__Data extracts__.
━━━━

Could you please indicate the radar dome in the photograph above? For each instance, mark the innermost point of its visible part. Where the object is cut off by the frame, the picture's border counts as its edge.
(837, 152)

━━━━

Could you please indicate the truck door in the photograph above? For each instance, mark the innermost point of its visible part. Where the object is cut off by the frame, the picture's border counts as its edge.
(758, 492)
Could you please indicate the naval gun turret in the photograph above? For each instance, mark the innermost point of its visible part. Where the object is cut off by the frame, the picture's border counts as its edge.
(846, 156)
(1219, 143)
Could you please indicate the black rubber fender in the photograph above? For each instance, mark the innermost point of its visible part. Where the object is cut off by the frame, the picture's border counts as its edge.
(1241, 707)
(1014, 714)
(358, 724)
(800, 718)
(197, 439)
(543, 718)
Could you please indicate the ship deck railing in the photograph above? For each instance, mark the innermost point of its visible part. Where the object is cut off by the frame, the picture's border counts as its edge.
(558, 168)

━━━━

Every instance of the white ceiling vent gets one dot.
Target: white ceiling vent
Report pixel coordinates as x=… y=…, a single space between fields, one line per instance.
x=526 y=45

━━━━

Search the data above and return each line in which "ceiling" occurs.

Every instance of the white ceiling vent gets one dot.
Target: white ceiling vent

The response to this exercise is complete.